**Problem to work on:**
Only one range belongs in the answer: the line holding "x=544 y=557" through the last line of the records, reproduced as is.

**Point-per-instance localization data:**
[Start of section]

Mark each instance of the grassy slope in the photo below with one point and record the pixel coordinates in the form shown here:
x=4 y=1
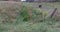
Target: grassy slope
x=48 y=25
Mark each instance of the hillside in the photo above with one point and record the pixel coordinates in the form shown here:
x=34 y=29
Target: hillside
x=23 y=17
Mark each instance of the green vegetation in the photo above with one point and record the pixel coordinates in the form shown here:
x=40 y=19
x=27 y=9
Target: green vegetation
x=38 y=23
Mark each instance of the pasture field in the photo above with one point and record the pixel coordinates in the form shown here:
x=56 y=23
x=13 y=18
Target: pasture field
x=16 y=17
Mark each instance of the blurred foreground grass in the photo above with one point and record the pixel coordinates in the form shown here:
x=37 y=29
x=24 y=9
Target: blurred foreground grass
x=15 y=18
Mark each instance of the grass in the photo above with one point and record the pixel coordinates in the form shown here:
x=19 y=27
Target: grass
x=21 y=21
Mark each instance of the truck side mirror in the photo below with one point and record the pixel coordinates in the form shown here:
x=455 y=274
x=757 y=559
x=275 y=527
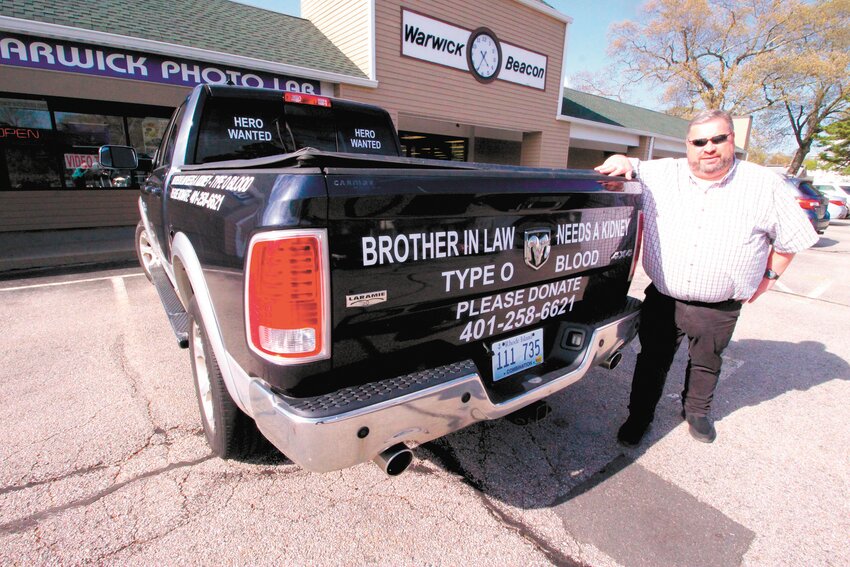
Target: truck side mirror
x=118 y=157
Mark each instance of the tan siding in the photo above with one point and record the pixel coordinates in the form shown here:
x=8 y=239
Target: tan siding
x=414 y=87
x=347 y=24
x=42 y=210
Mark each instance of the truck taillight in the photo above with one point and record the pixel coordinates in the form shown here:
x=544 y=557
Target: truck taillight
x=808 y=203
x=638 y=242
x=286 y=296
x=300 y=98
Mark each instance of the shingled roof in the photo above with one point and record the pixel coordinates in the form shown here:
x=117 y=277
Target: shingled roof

[End of section]

**Solution below:**
x=544 y=557
Target: truck taillight
x=808 y=203
x=638 y=242
x=286 y=296
x=300 y=98
Mark each instance of the shingled roof in the photo above with one point and record the pixel coordinates in the form shown here:
x=117 y=277
Target: shingled roof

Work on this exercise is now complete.